* **REQUIRED WORK**:
Write out every entry exactly as it stands.

====================

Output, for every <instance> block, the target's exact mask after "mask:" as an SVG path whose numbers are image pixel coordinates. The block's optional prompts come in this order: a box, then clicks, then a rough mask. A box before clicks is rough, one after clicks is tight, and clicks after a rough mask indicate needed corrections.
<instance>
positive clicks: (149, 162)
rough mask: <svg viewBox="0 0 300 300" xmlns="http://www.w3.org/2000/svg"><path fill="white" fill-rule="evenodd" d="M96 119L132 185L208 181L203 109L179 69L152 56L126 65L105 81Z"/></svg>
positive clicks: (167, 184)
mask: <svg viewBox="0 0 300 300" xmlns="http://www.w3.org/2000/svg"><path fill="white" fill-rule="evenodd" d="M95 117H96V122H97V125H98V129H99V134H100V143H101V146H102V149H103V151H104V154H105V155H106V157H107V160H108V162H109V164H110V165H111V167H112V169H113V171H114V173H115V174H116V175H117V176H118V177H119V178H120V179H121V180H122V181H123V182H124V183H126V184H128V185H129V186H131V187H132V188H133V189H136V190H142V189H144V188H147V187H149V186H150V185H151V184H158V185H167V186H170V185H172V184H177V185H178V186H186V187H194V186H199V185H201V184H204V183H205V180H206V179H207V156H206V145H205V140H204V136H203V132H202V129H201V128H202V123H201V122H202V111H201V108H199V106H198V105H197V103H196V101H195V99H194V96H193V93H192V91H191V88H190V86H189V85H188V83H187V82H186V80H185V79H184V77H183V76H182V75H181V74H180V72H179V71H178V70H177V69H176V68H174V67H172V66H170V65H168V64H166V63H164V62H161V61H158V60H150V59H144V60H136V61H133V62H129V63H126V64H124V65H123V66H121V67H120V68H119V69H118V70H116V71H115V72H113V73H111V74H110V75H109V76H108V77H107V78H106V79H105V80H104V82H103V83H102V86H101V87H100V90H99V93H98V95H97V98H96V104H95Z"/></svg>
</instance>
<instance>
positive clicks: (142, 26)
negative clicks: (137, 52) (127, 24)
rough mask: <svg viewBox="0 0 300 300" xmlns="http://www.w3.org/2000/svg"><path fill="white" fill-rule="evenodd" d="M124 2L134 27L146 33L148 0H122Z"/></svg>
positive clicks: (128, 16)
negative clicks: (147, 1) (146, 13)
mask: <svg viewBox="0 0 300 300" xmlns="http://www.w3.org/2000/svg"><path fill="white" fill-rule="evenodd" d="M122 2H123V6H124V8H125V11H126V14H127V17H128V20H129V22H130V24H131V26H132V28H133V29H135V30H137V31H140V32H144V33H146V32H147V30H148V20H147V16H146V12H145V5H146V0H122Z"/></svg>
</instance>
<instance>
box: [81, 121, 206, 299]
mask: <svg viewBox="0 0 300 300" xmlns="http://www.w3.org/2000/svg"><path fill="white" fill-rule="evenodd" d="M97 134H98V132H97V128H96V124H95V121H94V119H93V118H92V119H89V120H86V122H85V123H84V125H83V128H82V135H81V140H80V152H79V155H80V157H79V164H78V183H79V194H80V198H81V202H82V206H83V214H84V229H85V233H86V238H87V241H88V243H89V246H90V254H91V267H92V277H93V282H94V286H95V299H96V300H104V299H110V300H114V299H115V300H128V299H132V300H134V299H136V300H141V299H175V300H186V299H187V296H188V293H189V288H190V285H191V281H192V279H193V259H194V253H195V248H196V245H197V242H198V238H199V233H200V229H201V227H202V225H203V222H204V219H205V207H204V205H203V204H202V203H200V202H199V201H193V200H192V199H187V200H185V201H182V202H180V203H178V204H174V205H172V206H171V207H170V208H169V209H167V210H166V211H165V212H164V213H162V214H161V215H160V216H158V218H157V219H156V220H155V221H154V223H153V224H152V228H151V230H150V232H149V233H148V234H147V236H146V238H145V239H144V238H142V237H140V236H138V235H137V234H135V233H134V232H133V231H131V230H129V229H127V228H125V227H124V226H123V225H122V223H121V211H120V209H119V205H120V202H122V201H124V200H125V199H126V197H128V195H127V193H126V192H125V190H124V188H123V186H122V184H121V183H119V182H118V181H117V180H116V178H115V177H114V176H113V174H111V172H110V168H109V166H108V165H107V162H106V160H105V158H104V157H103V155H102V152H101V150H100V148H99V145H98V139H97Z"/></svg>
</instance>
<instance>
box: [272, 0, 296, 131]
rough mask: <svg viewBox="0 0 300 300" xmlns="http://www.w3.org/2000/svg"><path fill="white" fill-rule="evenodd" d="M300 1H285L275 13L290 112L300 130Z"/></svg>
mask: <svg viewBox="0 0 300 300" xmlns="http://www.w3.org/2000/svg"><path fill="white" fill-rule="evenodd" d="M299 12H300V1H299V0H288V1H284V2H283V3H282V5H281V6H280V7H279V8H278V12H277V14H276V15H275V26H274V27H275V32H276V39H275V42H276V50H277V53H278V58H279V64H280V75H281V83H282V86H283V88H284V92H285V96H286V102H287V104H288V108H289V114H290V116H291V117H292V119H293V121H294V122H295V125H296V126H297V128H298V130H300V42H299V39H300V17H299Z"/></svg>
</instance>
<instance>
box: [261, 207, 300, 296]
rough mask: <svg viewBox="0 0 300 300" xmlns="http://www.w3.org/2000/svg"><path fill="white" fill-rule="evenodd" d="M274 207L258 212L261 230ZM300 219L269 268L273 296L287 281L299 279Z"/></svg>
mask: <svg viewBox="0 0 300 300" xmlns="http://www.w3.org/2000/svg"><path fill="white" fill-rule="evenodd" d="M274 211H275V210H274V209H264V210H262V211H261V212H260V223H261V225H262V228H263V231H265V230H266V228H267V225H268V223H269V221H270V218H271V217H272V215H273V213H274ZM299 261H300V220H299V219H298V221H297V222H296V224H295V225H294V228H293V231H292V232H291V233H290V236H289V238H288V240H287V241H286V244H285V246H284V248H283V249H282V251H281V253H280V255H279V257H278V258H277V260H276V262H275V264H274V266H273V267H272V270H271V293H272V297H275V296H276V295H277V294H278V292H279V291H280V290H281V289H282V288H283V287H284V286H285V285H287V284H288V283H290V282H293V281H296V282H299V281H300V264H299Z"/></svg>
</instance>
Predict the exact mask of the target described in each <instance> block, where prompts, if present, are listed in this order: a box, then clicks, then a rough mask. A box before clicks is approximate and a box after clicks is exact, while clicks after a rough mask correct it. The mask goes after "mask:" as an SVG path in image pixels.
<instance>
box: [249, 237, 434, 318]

====================

* **SOLUTION**:
Output, for every <instance> block, the target's exact mask after "mask:" as an SVG path whose numbers are image pixel coordinates. The block's optional prompts come in this order: a box, then clicks, then a rough mask. A box before clicks is rough, one after clicks is tight, and clicks after a rough mask indicate needed corrections.
<instance>
positive clicks: (149, 162)
rough mask: <svg viewBox="0 0 300 300" xmlns="http://www.w3.org/2000/svg"><path fill="white" fill-rule="evenodd" d="M96 119L132 185L208 181L203 109L179 69L152 56L126 65L105 81Z"/></svg>
positive clicks: (167, 184)
mask: <svg viewBox="0 0 300 300" xmlns="http://www.w3.org/2000/svg"><path fill="white" fill-rule="evenodd" d="M95 117H96V122H97V125H98V129H99V134H100V143H101V146H102V149H103V151H104V154H105V155H106V157H107V160H108V162H109V164H110V165H111V167H112V169H113V171H114V173H115V174H116V175H117V176H118V177H119V178H120V179H121V180H122V181H123V182H124V183H126V184H128V185H129V186H131V187H132V188H133V189H136V190H142V189H144V188H147V187H149V186H150V185H151V184H158V185H167V186H170V185H172V184H177V185H178V186H186V187H194V186H199V185H201V184H204V183H205V180H206V179H207V156H206V145H205V140H204V136H203V132H202V129H201V128H202V123H201V122H202V111H201V108H199V106H198V105H197V103H196V101H195V99H194V96H193V93H192V91H191V88H190V86H189V85H188V83H187V82H186V80H185V79H184V77H183V76H182V75H181V74H180V72H179V71H178V70H177V69H176V68H174V67H172V66H170V65H168V64H166V63H164V62H161V61H158V60H150V59H144V60H136V61H133V62H129V63H126V64H124V65H123V66H121V67H120V68H119V69H118V70H116V71H115V72H113V73H111V74H110V75H109V76H108V77H107V78H106V79H105V80H104V82H103V83H102V86H101V87H100V90H99V93H98V95H97V98H96V104H95Z"/></svg>
</instance>
<instance>
positive clicks: (142, 26)
negative clicks: (137, 52) (127, 24)
rough mask: <svg viewBox="0 0 300 300" xmlns="http://www.w3.org/2000/svg"><path fill="white" fill-rule="evenodd" d="M124 2L134 27L146 33L148 0H122Z"/></svg>
positive clicks: (128, 16)
negative clicks: (147, 1) (146, 13)
mask: <svg viewBox="0 0 300 300" xmlns="http://www.w3.org/2000/svg"><path fill="white" fill-rule="evenodd" d="M122 2H123V6H124V8H125V11H126V14H127V17H128V20H129V22H130V24H131V26H132V28H133V29H135V30H137V31H140V32H144V33H146V32H147V30H148V20H147V16H146V12H145V5H146V0H122Z"/></svg>
</instance>
<instance>
box: [81, 121, 206, 299]
mask: <svg viewBox="0 0 300 300" xmlns="http://www.w3.org/2000/svg"><path fill="white" fill-rule="evenodd" d="M97 134H98V132H97V128H96V124H95V121H94V119H93V118H92V119H89V120H86V122H85V123H84V125H83V128H82V135H81V140H80V152H79V155H80V157H79V164H78V183H79V194H80V198H81V202H82V206H83V214H84V229H85V233H86V238H87V241H88V243H89V246H90V254H91V267H92V277H93V282H94V286H95V299H96V300H104V299H110V300H114V299H115V300H128V299H132V300H134V299H136V300H141V299H175V300H186V299H187V296H188V293H189V288H190V285H191V281H192V279H193V259H194V253H195V248H196V245H197V242H198V238H199V233H200V229H201V227H202V225H203V222H204V219H205V207H204V205H203V204H202V203H200V202H199V201H193V200H192V199H187V200H185V201H182V202H180V203H178V204H174V205H172V206H171V207H170V208H169V209H167V210H166V211H165V212H164V213H162V214H161V215H160V216H158V218H157V219H156V220H155V221H154V223H153V224H152V228H151V230H150V232H149V233H148V234H147V236H146V238H145V239H144V238H142V237H140V236H138V235H137V234H135V233H134V232H133V231H131V230H129V229H127V228H125V227H124V226H123V225H122V223H121V211H120V209H119V205H120V202H122V201H124V200H125V199H126V197H128V195H127V193H126V192H125V190H124V188H123V186H122V184H121V183H119V182H118V181H117V180H116V178H115V177H114V176H113V174H111V172H110V168H109V166H108V165H107V162H106V160H105V158H104V157H103V155H102V152H101V150H100V148H99V145H98V139H97Z"/></svg>
</instance>
<instance>
box: [272, 0, 296, 131]
rough mask: <svg viewBox="0 0 300 300" xmlns="http://www.w3.org/2000/svg"><path fill="white" fill-rule="evenodd" d="M300 1H285L275 13L290 112L300 130Z"/></svg>
mask: <svg viewBox="0 0 300 300" xmlns="http://www.w3.org/2000/svg"><path fill="white" fill-rule="evenodd" d="M299 12H300V1H299V0H288V1H284V2H283V3H282V5H281V6H280V7H279V8H278V12H277V14H276V15H275V26H274V27H275V32H276V39H275V42H276V50H277V53H278V58H279V64H280V75H281V83H282V86H283V88H284V92H285V96H286V102H287V104H288V108H289V114H290V116H291V117H292V119H293V121H294V122H295V125H296V126H297V128H298V130H300V42H299V39H300V17H299Z"/></svg>
</instance>
<instance>
box: [261, 207, 300, 296]
rough mask: <svg viewBox="0 0 300 300" xmlns="http://www.w3.org/2000/svg"><path fill="white" fill-rule="evenodd" d="M274 207L258 212L261 230ZM300 219L269 268L273 296L287 281L299 279Z"/></svg>
mask: <svg viewBox="0 0 300 300" xmlns="http://www.w3.org/2000/svg"><path fill="white" fill-rule="evenodd" d="M274 211H275V210H274V209H264V210H262V211H261V212H260V223H261V225H262V228H263V231H265V230H266V228H267V225H268V223H269V221H270V218H271V217H272V215H273V213H274ZM299 261H300V220H299V219H298V221H297V222H296V224H295V225H294V228H293V231H292V232H291V233H290V236H289V238H288V240H287V241H286V244H285V246H284V248H283V249H282V251H281V253H280V255H279V257H278V258H277V260H276V262H275V264H274V266H273V267H272V270H271V293H272V297H275V296H276V295H277V294H278V292H279V291H280V290H281V289H282V288H283V287H284V286H285V285H287V284H288V283H290V282H293V281H296V282H299V281H300V264H299Z"/></svg>
</instance>
Predict the exact mask of the target described in each <instance> block, where prompts, if present, are listed in this order: a box, then clicks, then a rough mask. A box before clicks is approximate and a box after clicks is exact, while clicks after a rough mask correct it. The mask goes after "mask:" as an SVG path in image pixels.
<instance>
box: [249, 237, 434, 318]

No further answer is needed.